- Exercise description: Please copy everything in the material below from the line containing "Please segment every instance of the green" down to the line containing "POLYGON ((442 635, 462", substituting "green shrubs" for "green foliage" and leaving everything else unchanged. Give only those lines.

-=-=-=-=-

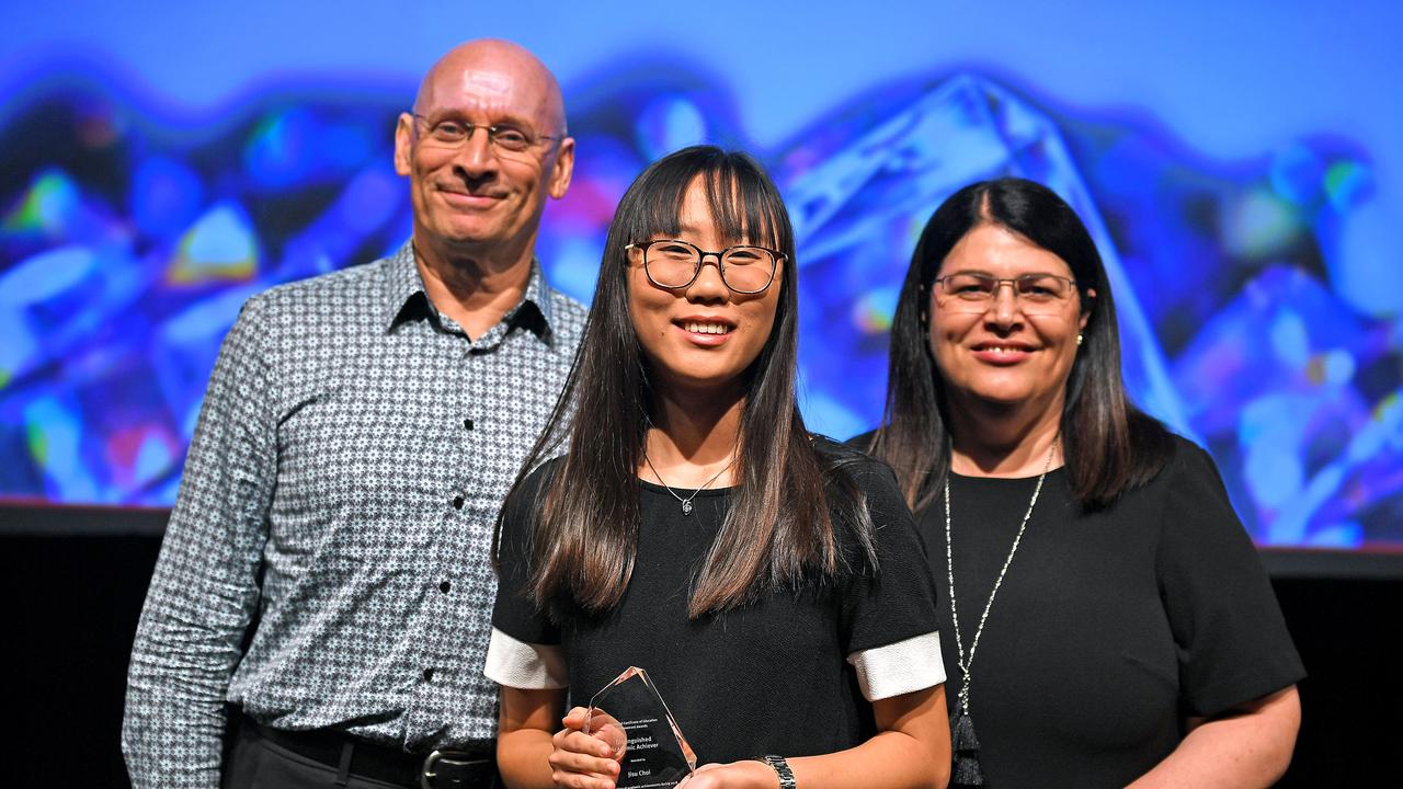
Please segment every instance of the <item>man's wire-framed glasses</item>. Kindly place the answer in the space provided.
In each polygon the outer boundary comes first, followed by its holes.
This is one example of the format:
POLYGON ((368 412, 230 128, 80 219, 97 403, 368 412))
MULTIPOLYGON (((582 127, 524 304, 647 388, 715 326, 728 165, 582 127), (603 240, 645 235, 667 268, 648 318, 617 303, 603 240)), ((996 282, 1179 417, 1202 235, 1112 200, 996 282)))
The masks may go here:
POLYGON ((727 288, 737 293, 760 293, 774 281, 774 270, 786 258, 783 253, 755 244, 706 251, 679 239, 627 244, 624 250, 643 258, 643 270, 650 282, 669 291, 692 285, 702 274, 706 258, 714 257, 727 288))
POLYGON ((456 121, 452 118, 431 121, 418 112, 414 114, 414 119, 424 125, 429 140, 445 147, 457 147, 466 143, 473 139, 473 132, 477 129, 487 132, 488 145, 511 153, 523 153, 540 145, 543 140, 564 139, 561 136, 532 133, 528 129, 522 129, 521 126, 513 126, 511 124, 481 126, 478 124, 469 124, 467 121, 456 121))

-=-=-=-=-

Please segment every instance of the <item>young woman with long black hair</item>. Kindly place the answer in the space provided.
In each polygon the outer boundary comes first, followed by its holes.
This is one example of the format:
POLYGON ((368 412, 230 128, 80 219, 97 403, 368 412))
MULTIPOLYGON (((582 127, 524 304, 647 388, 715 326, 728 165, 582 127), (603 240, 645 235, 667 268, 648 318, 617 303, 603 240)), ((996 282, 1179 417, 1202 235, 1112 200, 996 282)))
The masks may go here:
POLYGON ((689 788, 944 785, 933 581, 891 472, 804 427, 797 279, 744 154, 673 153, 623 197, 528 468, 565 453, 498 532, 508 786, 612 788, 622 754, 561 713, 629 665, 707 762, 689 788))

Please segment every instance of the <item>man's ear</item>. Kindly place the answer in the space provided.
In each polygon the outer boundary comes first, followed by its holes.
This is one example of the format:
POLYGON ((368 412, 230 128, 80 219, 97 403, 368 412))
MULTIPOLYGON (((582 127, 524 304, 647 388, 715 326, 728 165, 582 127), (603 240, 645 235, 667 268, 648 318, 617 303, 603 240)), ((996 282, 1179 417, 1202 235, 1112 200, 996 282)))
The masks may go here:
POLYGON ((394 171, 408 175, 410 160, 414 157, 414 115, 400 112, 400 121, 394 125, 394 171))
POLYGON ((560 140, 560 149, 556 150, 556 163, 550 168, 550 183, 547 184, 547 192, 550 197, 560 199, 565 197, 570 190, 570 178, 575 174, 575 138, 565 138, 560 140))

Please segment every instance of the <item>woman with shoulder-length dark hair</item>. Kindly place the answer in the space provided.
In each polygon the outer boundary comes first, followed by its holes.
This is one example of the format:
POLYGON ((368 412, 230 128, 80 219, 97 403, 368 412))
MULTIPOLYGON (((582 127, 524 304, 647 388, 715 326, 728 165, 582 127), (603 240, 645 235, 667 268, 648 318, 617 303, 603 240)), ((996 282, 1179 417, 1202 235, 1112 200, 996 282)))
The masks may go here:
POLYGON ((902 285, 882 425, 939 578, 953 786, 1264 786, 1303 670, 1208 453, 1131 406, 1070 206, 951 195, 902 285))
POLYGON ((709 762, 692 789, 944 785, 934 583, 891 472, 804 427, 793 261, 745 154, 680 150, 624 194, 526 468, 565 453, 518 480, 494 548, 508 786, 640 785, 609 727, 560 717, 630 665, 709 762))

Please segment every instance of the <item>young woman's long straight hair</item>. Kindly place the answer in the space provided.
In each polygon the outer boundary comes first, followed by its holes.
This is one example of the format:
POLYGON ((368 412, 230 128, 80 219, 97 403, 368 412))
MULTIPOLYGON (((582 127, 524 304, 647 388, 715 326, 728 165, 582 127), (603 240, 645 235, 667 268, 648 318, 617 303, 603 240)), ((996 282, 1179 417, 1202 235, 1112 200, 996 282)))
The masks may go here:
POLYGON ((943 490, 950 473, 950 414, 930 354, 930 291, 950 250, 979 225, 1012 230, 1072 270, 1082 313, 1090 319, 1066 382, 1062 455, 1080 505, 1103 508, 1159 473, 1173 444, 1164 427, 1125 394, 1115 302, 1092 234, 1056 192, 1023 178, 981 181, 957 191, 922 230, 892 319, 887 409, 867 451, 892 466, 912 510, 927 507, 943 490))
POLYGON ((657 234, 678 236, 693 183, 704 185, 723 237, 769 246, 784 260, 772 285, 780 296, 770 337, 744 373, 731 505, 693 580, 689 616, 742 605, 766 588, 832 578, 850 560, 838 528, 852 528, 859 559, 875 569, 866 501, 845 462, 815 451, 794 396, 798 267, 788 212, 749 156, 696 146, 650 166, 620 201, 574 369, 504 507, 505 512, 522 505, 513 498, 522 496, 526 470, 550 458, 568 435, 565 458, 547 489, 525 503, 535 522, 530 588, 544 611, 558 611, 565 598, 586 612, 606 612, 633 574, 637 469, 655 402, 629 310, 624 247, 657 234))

-=-=-=-=-

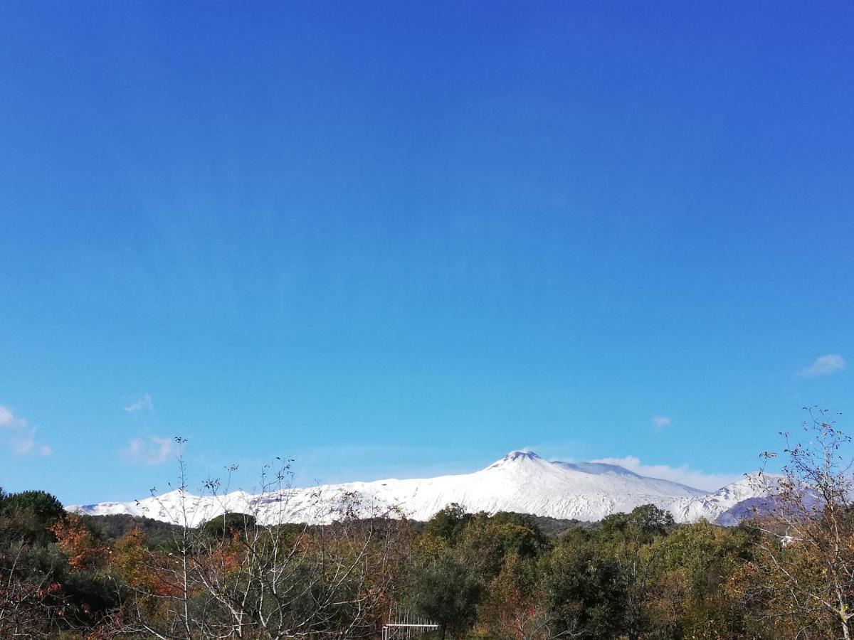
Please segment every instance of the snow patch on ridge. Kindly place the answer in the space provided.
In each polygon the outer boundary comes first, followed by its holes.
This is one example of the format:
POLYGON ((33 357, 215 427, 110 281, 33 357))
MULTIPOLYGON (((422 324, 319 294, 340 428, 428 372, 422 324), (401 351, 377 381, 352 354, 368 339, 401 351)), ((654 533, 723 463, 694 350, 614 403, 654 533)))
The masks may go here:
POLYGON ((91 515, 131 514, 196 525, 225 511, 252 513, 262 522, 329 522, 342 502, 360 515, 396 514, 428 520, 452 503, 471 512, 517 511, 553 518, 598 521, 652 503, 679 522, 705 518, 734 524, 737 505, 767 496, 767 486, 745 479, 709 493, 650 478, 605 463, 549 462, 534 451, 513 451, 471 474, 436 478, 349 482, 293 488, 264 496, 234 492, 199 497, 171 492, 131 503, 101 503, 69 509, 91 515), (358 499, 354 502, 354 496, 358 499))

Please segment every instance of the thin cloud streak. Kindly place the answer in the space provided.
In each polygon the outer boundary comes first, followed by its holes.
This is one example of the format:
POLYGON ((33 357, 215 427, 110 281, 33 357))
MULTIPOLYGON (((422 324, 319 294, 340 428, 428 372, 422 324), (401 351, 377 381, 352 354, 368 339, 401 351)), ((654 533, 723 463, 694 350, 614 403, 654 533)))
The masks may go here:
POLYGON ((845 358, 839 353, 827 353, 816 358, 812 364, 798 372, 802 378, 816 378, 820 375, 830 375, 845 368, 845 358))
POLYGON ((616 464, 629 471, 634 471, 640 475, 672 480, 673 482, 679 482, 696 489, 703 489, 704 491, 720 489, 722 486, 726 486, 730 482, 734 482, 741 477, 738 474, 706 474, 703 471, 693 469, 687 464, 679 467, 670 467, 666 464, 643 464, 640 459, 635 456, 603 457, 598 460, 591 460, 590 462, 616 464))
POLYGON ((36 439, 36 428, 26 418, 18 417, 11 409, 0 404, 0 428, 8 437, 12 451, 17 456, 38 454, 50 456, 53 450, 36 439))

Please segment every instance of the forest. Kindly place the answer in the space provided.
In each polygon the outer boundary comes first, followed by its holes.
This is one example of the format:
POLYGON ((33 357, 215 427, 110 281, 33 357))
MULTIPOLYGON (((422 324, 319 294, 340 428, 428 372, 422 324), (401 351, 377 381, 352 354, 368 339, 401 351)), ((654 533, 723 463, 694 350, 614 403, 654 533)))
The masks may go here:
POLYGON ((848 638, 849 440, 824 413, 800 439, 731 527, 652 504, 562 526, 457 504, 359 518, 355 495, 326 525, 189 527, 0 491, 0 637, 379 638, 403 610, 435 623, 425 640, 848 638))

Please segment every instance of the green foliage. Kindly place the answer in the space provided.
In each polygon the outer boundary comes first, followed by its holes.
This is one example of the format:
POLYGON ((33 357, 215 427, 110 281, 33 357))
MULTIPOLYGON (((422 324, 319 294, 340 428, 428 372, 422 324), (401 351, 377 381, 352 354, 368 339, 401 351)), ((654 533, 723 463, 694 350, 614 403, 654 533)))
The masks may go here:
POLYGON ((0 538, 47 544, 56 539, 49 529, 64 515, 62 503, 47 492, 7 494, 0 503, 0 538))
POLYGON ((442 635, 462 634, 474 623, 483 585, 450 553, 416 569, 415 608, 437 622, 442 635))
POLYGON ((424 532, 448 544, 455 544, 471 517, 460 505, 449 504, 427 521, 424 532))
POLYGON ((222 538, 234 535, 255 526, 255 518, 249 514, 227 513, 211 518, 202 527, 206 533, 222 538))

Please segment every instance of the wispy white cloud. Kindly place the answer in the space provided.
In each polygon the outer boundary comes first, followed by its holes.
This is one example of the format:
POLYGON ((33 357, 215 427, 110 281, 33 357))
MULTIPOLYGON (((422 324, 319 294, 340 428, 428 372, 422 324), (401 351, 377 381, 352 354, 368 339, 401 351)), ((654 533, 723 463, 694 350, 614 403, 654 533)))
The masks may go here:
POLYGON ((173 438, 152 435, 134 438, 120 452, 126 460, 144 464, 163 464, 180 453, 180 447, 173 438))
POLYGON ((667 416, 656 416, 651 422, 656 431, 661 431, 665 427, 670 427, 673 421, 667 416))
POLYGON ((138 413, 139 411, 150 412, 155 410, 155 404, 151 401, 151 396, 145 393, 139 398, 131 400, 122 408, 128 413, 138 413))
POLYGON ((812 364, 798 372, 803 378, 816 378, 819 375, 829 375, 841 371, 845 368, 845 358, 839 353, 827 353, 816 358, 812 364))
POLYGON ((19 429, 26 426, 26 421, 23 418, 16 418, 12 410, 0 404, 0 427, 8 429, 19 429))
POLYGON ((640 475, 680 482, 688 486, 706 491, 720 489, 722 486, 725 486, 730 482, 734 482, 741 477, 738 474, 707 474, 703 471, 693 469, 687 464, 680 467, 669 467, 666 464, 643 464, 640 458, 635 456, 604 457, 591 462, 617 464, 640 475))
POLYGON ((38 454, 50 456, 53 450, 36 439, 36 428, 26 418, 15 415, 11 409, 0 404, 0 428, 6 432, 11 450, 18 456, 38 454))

-=-=-=-=-

- Task answer:
Please segment every instance of the green shrubs. Kindly place the answer in the space provided.
In each polygon the outer boundary comes first, followed by its holes.
This is one example of the format:
POLYGON ((33 357, 215 427, 110 281, 33 357))
MULTIPOLYGON (((422 324, 319 294, 340 428, 428 372, 422 324), (401 351, 377 381, 352 354, 368 339, 401 351)), ((654 533, 723 463, 694 350, 614 403, 654 533)))
The masks may go here:
POLYGON ((0 538, 47 544, 56 539, 49 529, 64 515, 62 503, 47 492, 7 494, 0 503, 0 538))
POLYGON ((442 635, 462 634, 474 623, 483 585, 450 553, 416 569, 415 608, 437 622, 442 635))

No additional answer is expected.